# Provided text
☆ ☆ ☆

Depulper in back of pick up going in for a tune up

Depulper in back of pick up going in for a tune up


We calculate that we may begin the “pepena” as early as December 15 or 22.  Pepena is what we call an initial picking where we prep the plant as much as possible for a uniform maturation.  Not only on each coffee plant but uniformity from one coffee plant to another so harvest can be done in multiple efficient waves.  The activity of pepena is simply picking what is ripe early.

This activity helps send maximum nutrient to developing ripe fruit as opposed to maintaining an already ripe fruit on the tree that may otherwise naturally begin it’s course of fermentation.  Think of a large family where the oldest kids are ready to be financially independent and move out on their own allowing some more breathing space for those still at home.  In coffee this space is important.

There is a fine line between over feeding and starving.  There is a time for feasting, and in order for a slow and complex development there is also a time and season for pacing yourself at a slow and steady rate to get through the dry season.

This dry season coupled with soil type and elevation directly correlate with acidity.  Having unexpected rain towards the end of a dry season can begin to mute the intensity of the acidity.  As a result a more sporadic harvest doesn’t have to be, but often leads to more under and over ripes being harvested.  Then depending on the following steps of processing this will have a significant and negative impact either on quality and or quantity of exportable coffee.  Some choose high QC standards and realize a smaller yield towards export and others attempt to retain their volume, but are capped on the premium they may get based on quality.

Newest patio is a 5 year project for us.

Newest patio is a 5 year project for us.

Often the biggest factor in this decision is market conditions.  Lets say the C is over 150, than for many it is all about quantity, if the C is below 100 then it quality becomes a stronger consideration for some.  The logic is why spend more money on labor on a product that may have a cost to produce that may be above what it is worth.  This is a VERY REAL and common predicament.   As you can see if you’re striving for the best quality possible as a producer you have tough decisions in any market.  Coffee is the one commodity that tends to confusing to economists.  It sometimes SEEMS so simple, but it isn’t.  When the price is high, everybody seems to be buying it and it’s quickly scarce, when the price is low, no one wants it.  Go figure.

A large farm will produce enough through their pepena that it is actually moved all the way through processing and it is exported.  So if you are a broker, this is what you’re getting when your supplier tells you this first shipment is from the “first picking”.  Of course it’s not the tastiest coffee!  This is something we don’t even bother wet milling other than we do like to have a test run on the depulpers before entering the formal harvest which will begin mid end January 2009.  That being said, every coffee has a home, and home should be a place where you are content and comfortable.  This does not look the same for everyone.  So be careful not to judge another’s “home”.


This just came in the mail recently awarding us for our participation earlier this year as one of the selected coffees used in the World Cup Tasting Championship in Copenhagen, Denmark 2008.

Coffee Fest 2008

September 18, 2008

Coffee Fest is really a show for “retail” and I went down Saturday to give a 1 hour talk that was not so much for retail titled:  “Developing Sustainable Direct Trade Relationships”.  In short I shared from my perspective what makes it work and what doesn’t.  Defined roles of each link and praised their value as one of the greatest myths is that cutting out the middle man is always a good thing.  It is not just roasters, but growers – who think they can replace and improve the in between links rather than work with them.

☆ ☆ ☆

# Instruction A
In the coffee farm post, when will the formal harvest begin?
# Instruction B
Copy the passage of the coffee farm post starting with "Coffee Fest 2008" and going on through "work with them.", putting "Sunday" in place of "Saturday".

☆ ☆ ☆

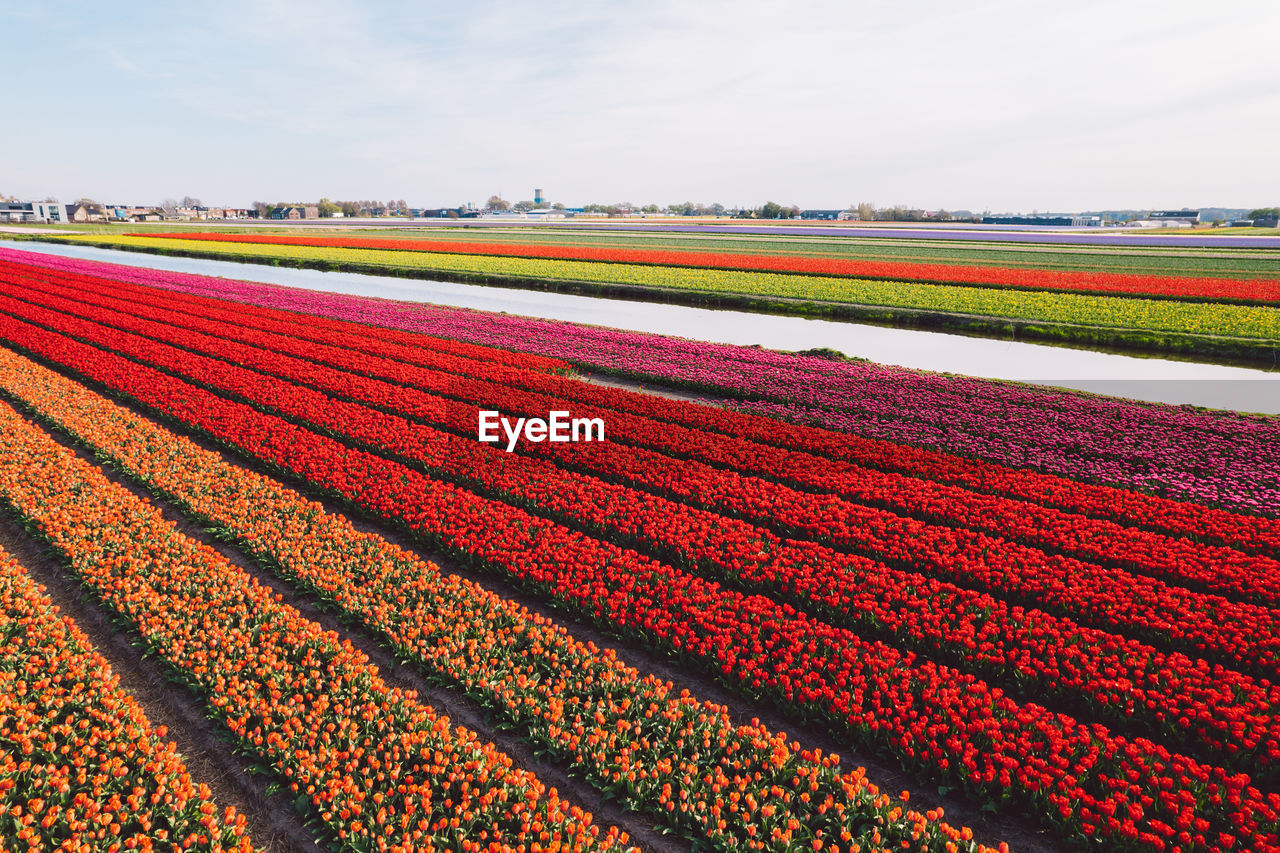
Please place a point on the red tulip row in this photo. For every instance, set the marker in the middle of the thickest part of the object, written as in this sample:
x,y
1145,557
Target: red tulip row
x,y
1187,699
1040,279
1124,507
1243,634
1221,570
375,765
728,785
80,762
1132,792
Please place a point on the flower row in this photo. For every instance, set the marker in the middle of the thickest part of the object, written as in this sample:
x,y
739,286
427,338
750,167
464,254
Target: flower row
x,y
1217,459
1088,282
622,728
1188,701
1240,633
80,762
1224,570
944,721
1101,311
371,761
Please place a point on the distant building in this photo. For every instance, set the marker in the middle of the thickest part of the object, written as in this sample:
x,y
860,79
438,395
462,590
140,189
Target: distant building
x,y
306,211
85,213
32,211
1189,217
821,214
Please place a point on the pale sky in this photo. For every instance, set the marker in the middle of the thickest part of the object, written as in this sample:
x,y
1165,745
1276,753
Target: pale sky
x,y
1001,105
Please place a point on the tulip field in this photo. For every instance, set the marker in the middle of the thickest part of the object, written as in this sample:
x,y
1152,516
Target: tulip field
x,y
1059,612
1261,291
1226,318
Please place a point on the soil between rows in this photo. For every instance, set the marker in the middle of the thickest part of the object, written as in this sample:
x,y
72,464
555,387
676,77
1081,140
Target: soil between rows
x,y
1016,829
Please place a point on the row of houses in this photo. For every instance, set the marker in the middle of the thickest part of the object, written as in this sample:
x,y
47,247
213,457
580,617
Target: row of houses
x,y
54,211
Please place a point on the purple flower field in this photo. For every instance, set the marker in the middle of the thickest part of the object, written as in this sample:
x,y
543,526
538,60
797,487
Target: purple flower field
x,y
1210,457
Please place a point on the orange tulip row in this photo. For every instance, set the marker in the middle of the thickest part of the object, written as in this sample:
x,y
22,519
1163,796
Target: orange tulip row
x,y
615,724
376,766
81,766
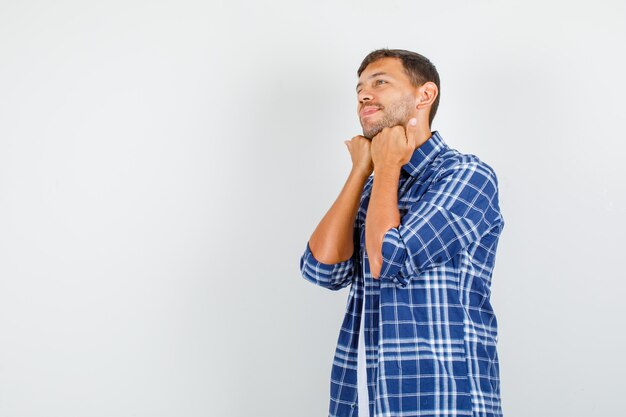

☆ ☆ ☆

# Full response A
Mid to end of January 2009.

# Full response B
Coffee Fest 2008

September 18, 2008

Coffee Fest is really a show for “retail” and I went down Sunday to give a 1 hour talk that was not so much for retail titled:  “Developing Sustainable Direct Trade Relationships”.  In short I shared from my perspective what makes it work and what doesn’t.  Defined roles of each link and praised their value as one of the greatest myths is that cutting out the middle man is always a good thing.  It is not just roasters, but growers – who think they can replace and improve the in between links rather than work with them.